Dimly aware of a defect that must have plagued him even in school - it amounted to a mild case of aphasia - he apologized, saying, "Officialese is my only language." But the point here is that officialese became his language because he was genuinely incapable of uttering a single sentence that was not a cliche. (Was it these cliches that the psychiatrists thought so "normal" and "desirable"? Are these the "positive ideas" a clergyman hopes for in those to whose souls he ministers? … To be sure, the judges were right when they finally told the accused that all he had said was "empty talk" - except that they thought the emptiness was feigned, and that the accused wished to cover up other thoughts which, though hideous, were not empty. This supposition seems refuted by the striking consistency with which Eichmann, despite his rather bad memory, repeated word for word the same stock phrases and self-invented cliches (when he did succeed in constructing a sentence of his own, he repeated it until it became a cliche) each time he referred to an, incident or event of importance to him. Whether writing his memoirs in

Argentina or in Jerusalem, whether speaking to the police examiner or to the court, what he said, was always the same, expressed in the same words. The longer one listened to him, the more obvious it became that his inability too' speak was closely connected with an inability to think, namely, to think from the standpoint of somebody else. No communication was possible with him, not because he lied but because he was surrounded by the most reliable of all safeguards against the words and the presence of others, and hence against reality as such. …

There was, finally, his greatest ambition - to be promoted to the job of police chief in some German town; again, nothing doing. What makes these pages of the examination so funny is that all this was told in the tone of someone who was sure of finding "normal human" sympathy for a hard-luck story. "Whatever I prepared and planned, everything went wrong, my personal affairs as well as my years-long efforts to obtain land and soil for the Jews. I don't know, everything was as if under an evil spell; whatever I desired and wanted and planned to do, fate prevented it somehow. I was frustrated in everything, no matter what." …

German society of eighty million people had been shielded against reality and factuality by exactly the same means, the same self-deception, lies, and stupidity that had now become ingrained in Eichmann's mentality. … During the war, the lie most effective with the whole of the German people was the slogan of "the battle of destiny for the German people," coined either by Hitler or by Goebbels, which made self-deception easier on three counts: it suggested, first, that the war was no war; second, that it was started by destiny and not by Germany; and, third, that it was a matter of life and death for the Germans, who must annihilate their enemies or be annihilated. …

Eichmann's mind was filled to the brim with such sentences. His memory proved to be quite unreliable about what had actually happened; in a rare moment of exasperation, Judge Landau asked the accused: "What can you remember?" … In his mind, there was no contradiction between "I will jump into my grave laughing," appropriate for the end of the war, and "I shall gladly hang myself in public as a warning example for all anti-Semites on this earth," which now, under vastly different circumstances, fulfilled exactly the same function of giving him a lift. …

In the disorganized, rambling notes he made in Argentina in preparation for the interview with Sassen, when he was still, as he even pointed out at the time, "in full possession of my physical and psychological freedom," he had issued a fantastic warning to "future historians to be objective enough not to stray from the path of this truth recorded here" - fantastic because every line of these scribblings shows his utter ignorance of everything that was not directly, technically and bureaucratically, connected with his job, and also shows an extraordinarily faulty memory.

▶ **Written problem a**: Display each line of the records that contains the string "paint", treating case as significant.

▶ **Data extract**:

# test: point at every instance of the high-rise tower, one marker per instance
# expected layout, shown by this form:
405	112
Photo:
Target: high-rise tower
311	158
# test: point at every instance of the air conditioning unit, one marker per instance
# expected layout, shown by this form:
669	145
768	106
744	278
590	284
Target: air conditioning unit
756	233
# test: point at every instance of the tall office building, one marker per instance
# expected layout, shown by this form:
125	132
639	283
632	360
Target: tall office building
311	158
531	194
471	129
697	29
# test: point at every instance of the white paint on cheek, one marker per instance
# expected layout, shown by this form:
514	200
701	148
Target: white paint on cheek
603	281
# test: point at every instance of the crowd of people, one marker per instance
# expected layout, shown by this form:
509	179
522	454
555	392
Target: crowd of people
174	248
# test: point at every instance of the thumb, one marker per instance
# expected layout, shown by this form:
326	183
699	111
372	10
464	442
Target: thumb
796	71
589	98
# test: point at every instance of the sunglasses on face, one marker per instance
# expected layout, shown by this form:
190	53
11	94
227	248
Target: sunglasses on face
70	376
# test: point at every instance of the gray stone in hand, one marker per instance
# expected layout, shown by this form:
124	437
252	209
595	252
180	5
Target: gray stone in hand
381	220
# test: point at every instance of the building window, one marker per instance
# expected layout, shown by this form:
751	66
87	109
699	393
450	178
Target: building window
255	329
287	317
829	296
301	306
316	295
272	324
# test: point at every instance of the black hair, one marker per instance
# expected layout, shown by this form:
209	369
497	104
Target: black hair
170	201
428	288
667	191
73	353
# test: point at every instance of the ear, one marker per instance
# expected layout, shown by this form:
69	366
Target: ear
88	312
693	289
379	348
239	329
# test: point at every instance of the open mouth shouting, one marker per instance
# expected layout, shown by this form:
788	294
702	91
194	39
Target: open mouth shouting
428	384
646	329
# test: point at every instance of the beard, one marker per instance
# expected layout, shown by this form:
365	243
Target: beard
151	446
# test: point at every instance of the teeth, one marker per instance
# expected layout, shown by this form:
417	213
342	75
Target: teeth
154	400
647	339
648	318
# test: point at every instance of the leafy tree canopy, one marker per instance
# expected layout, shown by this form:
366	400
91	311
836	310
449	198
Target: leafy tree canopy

▶ **Written problem b**: Pull out the part of the Eichmann passage starting with "In the disorganized, rambling" and going on through "extraordinarily faulty memory.", copied word for word.

▶ **Full response a**:
# test: point at every instance of the white paint on cheek, one marker per instance
Target: white paint on cheek

▶ **Full response b**:
In the disorganized, rambling notes he made in Argentina in preparation for the interview with Sassen, when he was still, as he even pointed out at the time, "in full possession of my physical and psychological freedom," he had issued a fantastic warning to "future historians to be objective enough not to stray from the path of this truth recorded here" - fantastic because every line of these scribblings shows his utter ignorance of everything that was not directly, technically and bureaucratically, connected with his job, and also shows an extraordinarily faulty memory.